═════ Records ═════

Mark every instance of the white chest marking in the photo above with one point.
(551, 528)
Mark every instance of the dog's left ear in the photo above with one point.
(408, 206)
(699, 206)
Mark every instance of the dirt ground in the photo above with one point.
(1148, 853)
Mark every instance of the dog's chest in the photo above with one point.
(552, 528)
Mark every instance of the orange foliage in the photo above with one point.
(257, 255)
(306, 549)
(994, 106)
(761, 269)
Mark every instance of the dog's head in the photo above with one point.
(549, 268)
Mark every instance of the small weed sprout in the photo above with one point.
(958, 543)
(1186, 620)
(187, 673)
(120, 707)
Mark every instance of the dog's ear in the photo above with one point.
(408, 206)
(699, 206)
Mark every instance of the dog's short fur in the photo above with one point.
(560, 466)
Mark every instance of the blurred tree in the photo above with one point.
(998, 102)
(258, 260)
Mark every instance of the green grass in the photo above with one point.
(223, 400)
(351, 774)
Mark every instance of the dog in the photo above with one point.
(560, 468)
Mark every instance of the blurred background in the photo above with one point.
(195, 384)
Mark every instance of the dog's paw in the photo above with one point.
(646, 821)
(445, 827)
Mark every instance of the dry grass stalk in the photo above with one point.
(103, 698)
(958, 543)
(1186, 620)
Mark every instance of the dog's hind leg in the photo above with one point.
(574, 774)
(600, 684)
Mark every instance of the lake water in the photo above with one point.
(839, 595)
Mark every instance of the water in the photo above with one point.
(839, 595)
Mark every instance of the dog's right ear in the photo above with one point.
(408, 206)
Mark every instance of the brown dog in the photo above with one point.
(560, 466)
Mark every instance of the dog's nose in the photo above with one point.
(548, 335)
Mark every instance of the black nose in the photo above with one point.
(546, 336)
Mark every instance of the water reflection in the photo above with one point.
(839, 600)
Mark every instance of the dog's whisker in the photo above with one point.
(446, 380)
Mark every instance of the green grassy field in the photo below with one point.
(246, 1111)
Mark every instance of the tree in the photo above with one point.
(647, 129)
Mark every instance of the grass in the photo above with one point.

═════

> Required work: Would you restate each of the entries word for word?

> Response to this exercise:
Mark every instance of the white chest marking in the photo above with one point.
(551, 528)
Mark every instance of the dog's left ear in the photo above with one point.
(408, 206)
(699, 206)
Mark every instance of the dirt ground in the photo above with one point.
(1148, 853)
Mark every instance of the dog's chest in the photo above with one point.
(552, 528)
Mark every instance of the orange foliage in the photo above with one point.
(257, 255)
(306, 549)
(994, 106)
(761, 269)
Mark every instance of the dog's head in the photo above with one point.
(549, 268)
Mark every instance of the small weed sprout in the photo above with one point.
(958, 543)
(1186, 620)
(187, 673)
(120, 707)
Mark every instance of the dog's ear in the photo above with one point.
(408, 206)
(699, 206)
Mark every instance of the dog's short fur in the photo above with one point.
(560, 466)
Mark every instance of the blurred tree in the photo above with one point.
(998, 102)
(258, 260)
Mark every instance of the green grass in the photo above with one point.
(223, 400)
(351, 774)
Mark every instance of the dog in the photo above with one point.
(560, 468)
Mark every instance of the blurred background in the photo above with one point.
(195, 384)
Mark every instance of the dog's paw in the photo above with one point.
(646, 821)
(445, 827)
Mark every instance of the dry grass stalk in the photo above with one point.
(103, 698)
(958, 543)
(1186, 620)
Mark every instance of the dog's hind leg in the photo above with one point.
(574, 774)
(600, 684)
Mark every instance of the lake water in the photo above with one point.
(839, 595)
Mark every instance of the water in the photo above with one point.
(839, 595)
Mark every instance of the dog's right ear in the photo above with one point.
(408, 206)
Mark every instance of the brown dog in the photo above with one point.
(560, 466)
Mark every instance of the dog's nose in the photo above with one point.
(548, 335)
Mark every instance of the black nose in the photo above with one point.
(546, 336)
Mark every instance of the water reflection in the photo above with one point.
(839, 600)
Mark every instance of the dog's whisker in the photo above with one point.
(446, 380)
Mark every instance of the green grassy field in the photo below with one point.
(246, 1111)
Mark every instance of the tree in the photo above with one point.
(647, 129)
Mark every instance of the grass in the photo above with one point.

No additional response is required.